* [WRITTEN TASKS]:
1) Summarize the passage on rotation of complex numbers in two sentences.
2) Please list every entrance exam named in the passage on rotation of complex numbers.
3) Continue the passage on rotation of complex numbers, starting right after its final sentence.

* Begin EXTRACT *

Rotation Of Complex Numbers

Rotation of complex numbers means a geometric transformation that changes its arguments (angle) while preserving its modulus or magnitude. It means that we change the number by multiplying with iota or -1 to change or rotate it . This could also be in degree measures like 180 or 270 or any other measure.. This operation is useful in many fields like engineering, physics, computer graphics, etc. The problem of rotation of vectors is generally solved in the Euler or Polar form of complex numbers.

In this article, we will cover the concept of the rotation of complex numbers. This concept falls under the broader category of complex numbers and quadratic equations, a crucial Chapter in class 11 Mathematics. It is not only essential for board exams but also for competitive exams like the Joint Entrance Examination (JEE Main), and other entrance exams such as SRMJEE, BITSAT, WBJEE, BCECE, and more.

* End EXTRACT *
* Begin DATA LINES *

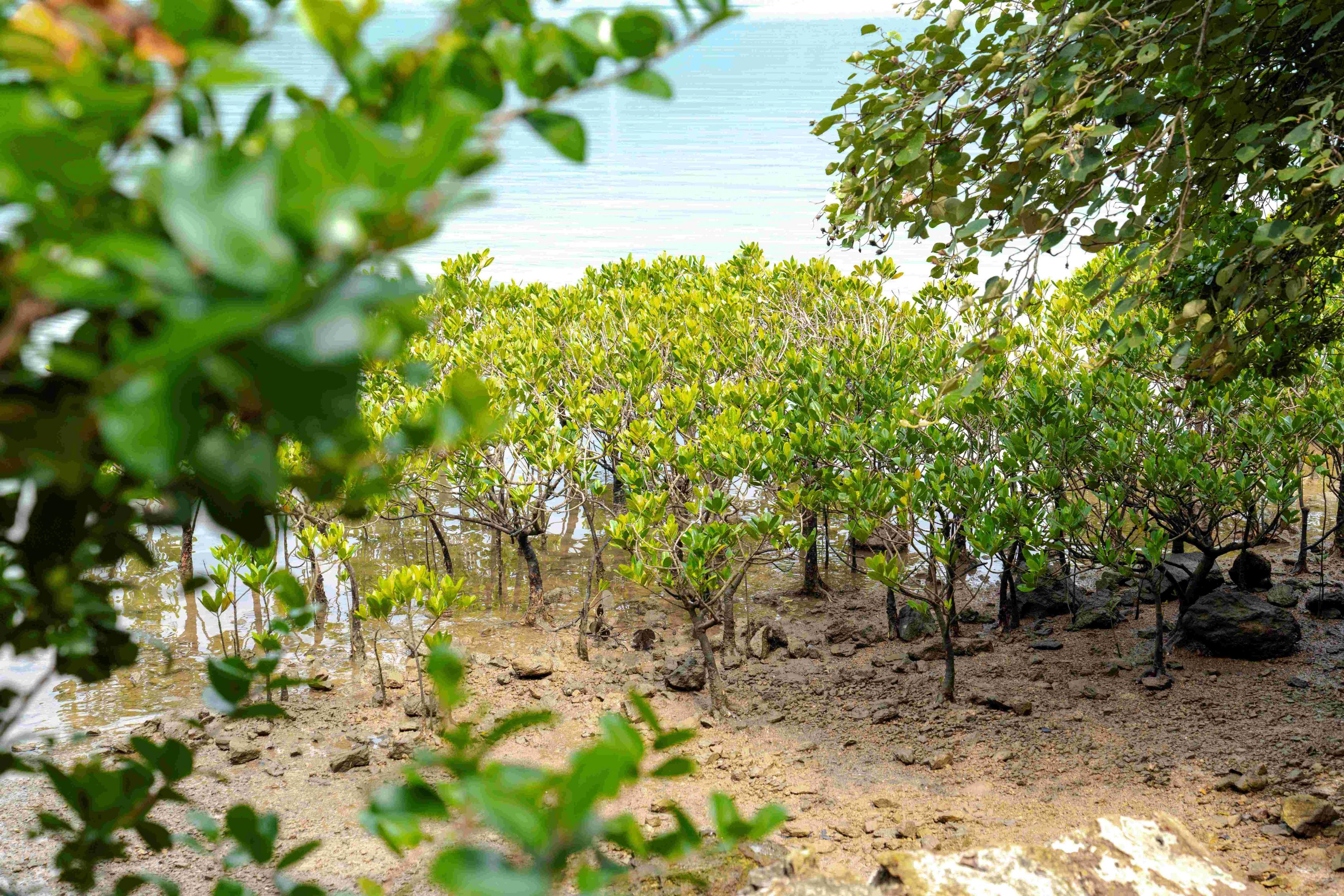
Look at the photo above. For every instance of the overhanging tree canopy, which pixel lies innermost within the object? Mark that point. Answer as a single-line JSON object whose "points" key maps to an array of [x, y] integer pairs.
{"points": [[1201, 136]]}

* End DATA LINES *

* [EXERCISE ANSWERS]:
1) Rotation of complex numbers is a geometric transformation that changes a number's argument while preserving its modulus, done by multiplying by iota or -1 or through degree measures such as 180 or 270, and it is useful in engineering, physics, and computer graphics. The article places this concept within complex numbers and quadratic equations, a class 11 Mathematics chapter that matters for board exams and for competitive exams such as JEE Main.

2)
- Joint Entrance Examination (JEE Main)
- SRMJEE
- BITSAT
- WBJEE
- BCECE

3)
Vector Notation

Let us take any complex number $\mathrm{z}={x}+\mathrm{i} y$, so point $\mathrm{P}(\mathrm{x}, \mathrm{y})$ represents it on the Argand Plane. Then OP can be represented as a vector $\overrightarrow{O P}=x \hat{i}+y \hat{j}$, where $\hat{i}$ represents the x -axis while $\hat{j}$ represents the y -axis and O is the origin.

Therefore, the complex number z can be represented as $\overrightarrow{O P}$
Similarly, a vector starting from point $A\left(z_1\right)$ and ending at $B\left(z_2\right)$ is represented by $A B$ vector which equals $\left(z_2-z_1\right)$
The length of $A B$ is given by the modulus of this vector $\left|z_2-z_1\right|$

Rotation Theorem (Coni Method)

We know the angle $\theta$. Our purpose is to write down an expression that relates all the four quantities $z_1, z_2, z_3$, and $\theta$.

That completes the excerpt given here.